For each statement below, decide whether the Galaxy W excerpt agrees with it. Answer yes or no, and quote the deciding words.
(a) The Galaxy W's camera can record 1080p video.
(b) The Galaxy W runs on a single-core CPU manufactured by Qualcomm.
(c) The Galaxy W has a lower screen pixel density than the Galaxy S II.

Excerpt Block Start

Samsung Galaxy W (i8150, not SM-T2558), also known as Samsung Wonder, is an Android smartphone that is a smaller-sized variant of Samsung Galaxy S II.

Galaxy W is a less-powerful downgrade compared to Galaxy S II, with specifications comparable to the larger Galaxy R. The device has a 3.68 in (9.34 cm) WVGA capacitive TFT LCD touchscreen with a 480x800 px resolution. The phone also features a 5-megapixel still-image camera that is capable of 720p video capture.

The main differences between Galaxy W and other variants are its single-core CPU (1.4 GHz manufactured by Qualcomm), higher screen pixel density compared to Galaxy S II and Galaxy R, and a slightly different physical design.

Prior to the release of Galaxy S II, there were speculative reports of Samsung's plans for a smaller stripped-down variant, which is a similar case-example to HTC HD Mini existing as a smaller version of HTC HD2.

Excerpt Block End
Data supplied Block Start

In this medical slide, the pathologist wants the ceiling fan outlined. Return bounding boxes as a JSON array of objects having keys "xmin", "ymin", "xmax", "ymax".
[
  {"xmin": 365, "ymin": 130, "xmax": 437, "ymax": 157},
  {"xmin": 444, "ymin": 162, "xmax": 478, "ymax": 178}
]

Data supplied Block End

__Exercise output__
(a) No: "a 5-megapixel still-image camera that is capable of 720p video capture"
(b) Yes: "its single-core CPU (1.4 GHz manufactured by Qualcomm)"
(c) No: "higher screen pixel density compared to Galaxy S II and Galaxy R"